-- Start of DATA PROVIDED --

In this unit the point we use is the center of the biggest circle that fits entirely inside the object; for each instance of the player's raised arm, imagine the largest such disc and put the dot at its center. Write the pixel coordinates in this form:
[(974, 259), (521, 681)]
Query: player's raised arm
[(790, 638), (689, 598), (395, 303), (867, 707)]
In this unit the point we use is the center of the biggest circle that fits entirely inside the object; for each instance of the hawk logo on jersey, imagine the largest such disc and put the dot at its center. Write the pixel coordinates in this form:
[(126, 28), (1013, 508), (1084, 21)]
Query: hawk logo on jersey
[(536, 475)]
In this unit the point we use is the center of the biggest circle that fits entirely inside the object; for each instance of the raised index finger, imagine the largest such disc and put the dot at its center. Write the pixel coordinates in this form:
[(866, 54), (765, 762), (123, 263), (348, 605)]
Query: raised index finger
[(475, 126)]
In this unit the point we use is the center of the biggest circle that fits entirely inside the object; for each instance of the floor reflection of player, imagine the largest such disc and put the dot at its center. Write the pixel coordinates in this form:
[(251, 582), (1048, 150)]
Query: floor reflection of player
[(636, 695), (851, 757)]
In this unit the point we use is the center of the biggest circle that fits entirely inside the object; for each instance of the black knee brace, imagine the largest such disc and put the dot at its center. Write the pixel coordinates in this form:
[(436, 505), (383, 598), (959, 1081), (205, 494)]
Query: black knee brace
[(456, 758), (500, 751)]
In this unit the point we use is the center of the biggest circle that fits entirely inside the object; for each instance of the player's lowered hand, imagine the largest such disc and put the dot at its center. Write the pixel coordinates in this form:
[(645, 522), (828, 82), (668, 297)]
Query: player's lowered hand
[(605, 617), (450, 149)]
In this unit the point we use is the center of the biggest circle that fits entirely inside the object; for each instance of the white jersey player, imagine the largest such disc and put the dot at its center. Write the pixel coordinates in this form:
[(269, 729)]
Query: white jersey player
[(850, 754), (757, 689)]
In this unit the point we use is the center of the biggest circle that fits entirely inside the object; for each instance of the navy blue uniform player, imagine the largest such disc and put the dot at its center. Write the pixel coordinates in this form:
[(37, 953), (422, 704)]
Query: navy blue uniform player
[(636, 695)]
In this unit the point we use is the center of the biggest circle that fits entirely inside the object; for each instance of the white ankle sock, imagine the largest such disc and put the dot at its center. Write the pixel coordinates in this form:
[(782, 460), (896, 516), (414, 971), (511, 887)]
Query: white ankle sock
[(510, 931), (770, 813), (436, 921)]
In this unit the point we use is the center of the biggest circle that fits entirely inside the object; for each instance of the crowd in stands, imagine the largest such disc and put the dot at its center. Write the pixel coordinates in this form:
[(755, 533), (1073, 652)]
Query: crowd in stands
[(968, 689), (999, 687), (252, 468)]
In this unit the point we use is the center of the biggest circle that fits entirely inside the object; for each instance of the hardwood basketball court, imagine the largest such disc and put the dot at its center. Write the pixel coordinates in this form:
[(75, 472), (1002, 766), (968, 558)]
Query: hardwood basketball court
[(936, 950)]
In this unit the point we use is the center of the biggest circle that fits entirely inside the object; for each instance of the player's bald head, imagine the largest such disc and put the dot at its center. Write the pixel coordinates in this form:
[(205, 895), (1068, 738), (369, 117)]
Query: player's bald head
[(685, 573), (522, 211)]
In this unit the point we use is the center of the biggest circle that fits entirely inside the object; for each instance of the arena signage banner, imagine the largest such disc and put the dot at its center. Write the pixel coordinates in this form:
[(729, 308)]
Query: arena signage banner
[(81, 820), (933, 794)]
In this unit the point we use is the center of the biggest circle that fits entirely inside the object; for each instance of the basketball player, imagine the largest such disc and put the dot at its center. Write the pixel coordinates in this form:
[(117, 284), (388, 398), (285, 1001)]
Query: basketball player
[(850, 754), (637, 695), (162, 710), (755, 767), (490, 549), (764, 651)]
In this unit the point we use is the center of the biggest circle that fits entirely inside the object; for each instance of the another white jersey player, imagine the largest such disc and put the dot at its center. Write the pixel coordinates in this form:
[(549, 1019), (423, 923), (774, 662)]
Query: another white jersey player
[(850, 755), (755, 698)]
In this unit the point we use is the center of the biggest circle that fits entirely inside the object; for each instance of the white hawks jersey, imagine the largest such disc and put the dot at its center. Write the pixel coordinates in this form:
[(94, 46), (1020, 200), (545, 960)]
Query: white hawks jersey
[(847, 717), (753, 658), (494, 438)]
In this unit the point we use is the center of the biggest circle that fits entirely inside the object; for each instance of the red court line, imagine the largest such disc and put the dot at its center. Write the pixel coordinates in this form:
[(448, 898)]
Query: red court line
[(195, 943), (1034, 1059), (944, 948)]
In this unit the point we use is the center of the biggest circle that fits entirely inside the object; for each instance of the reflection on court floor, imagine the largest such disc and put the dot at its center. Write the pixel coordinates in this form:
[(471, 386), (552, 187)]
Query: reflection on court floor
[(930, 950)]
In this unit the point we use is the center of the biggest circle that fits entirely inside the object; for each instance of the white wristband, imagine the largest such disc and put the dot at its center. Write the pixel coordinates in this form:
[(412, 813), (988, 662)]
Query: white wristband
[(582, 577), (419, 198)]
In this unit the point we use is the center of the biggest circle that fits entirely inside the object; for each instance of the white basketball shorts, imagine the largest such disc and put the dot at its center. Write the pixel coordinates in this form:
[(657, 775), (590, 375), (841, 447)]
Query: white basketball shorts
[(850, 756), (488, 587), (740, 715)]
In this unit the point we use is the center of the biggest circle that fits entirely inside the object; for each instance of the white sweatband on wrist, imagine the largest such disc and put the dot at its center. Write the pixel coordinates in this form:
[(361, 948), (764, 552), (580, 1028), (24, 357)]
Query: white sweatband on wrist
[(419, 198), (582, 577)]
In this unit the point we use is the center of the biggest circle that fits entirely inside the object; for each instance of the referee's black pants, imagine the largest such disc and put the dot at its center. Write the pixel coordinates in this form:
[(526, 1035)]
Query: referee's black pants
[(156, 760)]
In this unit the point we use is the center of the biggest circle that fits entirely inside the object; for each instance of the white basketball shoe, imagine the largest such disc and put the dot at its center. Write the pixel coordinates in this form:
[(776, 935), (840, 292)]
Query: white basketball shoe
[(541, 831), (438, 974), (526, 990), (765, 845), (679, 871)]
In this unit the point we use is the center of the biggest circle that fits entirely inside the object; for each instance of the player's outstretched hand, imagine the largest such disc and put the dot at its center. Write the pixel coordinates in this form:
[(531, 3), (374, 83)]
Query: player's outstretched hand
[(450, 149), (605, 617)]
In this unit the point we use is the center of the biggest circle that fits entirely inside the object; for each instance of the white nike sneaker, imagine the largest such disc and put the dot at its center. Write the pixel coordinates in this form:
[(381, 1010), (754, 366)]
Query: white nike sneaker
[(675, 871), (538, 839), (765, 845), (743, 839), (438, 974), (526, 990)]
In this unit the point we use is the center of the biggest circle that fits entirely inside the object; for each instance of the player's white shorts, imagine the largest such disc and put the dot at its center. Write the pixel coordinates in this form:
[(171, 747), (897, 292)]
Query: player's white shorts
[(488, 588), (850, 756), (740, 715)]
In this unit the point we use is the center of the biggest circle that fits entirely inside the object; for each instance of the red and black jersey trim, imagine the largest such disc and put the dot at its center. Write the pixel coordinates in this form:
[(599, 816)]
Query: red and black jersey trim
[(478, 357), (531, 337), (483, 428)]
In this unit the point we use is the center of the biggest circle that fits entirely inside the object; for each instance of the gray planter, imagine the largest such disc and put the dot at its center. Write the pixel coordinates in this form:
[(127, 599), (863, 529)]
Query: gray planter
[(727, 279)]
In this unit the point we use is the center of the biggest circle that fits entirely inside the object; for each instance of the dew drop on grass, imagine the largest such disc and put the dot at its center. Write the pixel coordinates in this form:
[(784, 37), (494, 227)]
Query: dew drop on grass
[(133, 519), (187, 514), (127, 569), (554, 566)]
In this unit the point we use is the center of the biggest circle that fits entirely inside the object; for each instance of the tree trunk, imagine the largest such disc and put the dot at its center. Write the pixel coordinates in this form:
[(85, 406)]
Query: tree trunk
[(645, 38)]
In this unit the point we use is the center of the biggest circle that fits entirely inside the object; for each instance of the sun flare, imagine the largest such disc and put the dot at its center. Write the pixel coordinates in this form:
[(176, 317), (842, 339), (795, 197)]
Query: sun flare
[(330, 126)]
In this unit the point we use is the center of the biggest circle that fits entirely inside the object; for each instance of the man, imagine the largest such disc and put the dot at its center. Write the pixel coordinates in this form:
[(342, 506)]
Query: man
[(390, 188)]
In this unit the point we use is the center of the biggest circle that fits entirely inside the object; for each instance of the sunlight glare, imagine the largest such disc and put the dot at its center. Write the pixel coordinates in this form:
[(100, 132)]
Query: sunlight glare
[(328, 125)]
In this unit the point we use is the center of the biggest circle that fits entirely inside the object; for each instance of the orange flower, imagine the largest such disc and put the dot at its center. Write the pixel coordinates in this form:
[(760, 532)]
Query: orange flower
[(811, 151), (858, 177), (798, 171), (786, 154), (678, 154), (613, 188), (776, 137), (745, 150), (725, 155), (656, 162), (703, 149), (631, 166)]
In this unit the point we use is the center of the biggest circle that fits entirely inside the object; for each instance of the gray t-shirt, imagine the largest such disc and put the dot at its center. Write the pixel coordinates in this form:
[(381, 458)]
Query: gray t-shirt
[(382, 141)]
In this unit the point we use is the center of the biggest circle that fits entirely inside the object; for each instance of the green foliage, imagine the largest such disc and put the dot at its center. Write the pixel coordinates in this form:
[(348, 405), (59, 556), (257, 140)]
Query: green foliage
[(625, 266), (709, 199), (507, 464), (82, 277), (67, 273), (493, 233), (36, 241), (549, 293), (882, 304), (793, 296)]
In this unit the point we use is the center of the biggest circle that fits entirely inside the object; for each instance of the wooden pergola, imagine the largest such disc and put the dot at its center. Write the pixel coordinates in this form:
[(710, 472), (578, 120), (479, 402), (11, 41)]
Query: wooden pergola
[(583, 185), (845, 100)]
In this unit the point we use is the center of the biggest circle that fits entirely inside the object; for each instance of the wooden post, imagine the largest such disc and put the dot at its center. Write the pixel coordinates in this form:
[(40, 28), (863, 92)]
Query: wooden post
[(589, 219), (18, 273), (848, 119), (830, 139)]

-- End of DATA PROVIDED --

_TASK GOAL_
Output the lines above without any changes, starting at the first one and ending at the line that contains "[(636, 695), (851, 757)]".

_COMPLETE OUTPUT_
In this unit the point we use is the center of the biggest circle that fits entirely inside the object; for each instance of the player's raised arm, imagine the largest such disc and put the dot at its center. Write the pixel coordinates in this form:
[(974, 259), (521, 681)]
Query: player's raised arm
[(790, 638), (689, 598), (395, 303), (867, 707)]
In this unit the point we use is the center of the biggest circle that fits entirely inside the object; for each instance of the hawk logo on jersey, imagine the largest such disc and put the dot at its center. Write the pixel coordinates in this form:
[(126, 28), (1013, 508), (1084, 21)]
Query: hawk logo on jersey
[(536, 475)]
In this unit the point we use is the center of the biggest circle that fits entirely inside the object; for each instance of the raised index finger, imagine the largest such disc and put the dot at its center. Write the pixel coordinates in this form:
[(866, 54), (765, 762), (123, 263), (348, 605)]
Query: raised index finger
[(475, 126)]
In this unit the point we use is the center of the biggest circle that fits entirely inside the object; for each instance of the floor reflection of player, imagine the largest such disc and put the dot at its center. Write the pixel coordinates in this form:
[(251, 582), (1048, 150)]
Query: floor reflection of player
[(636, 695), (851, 757)]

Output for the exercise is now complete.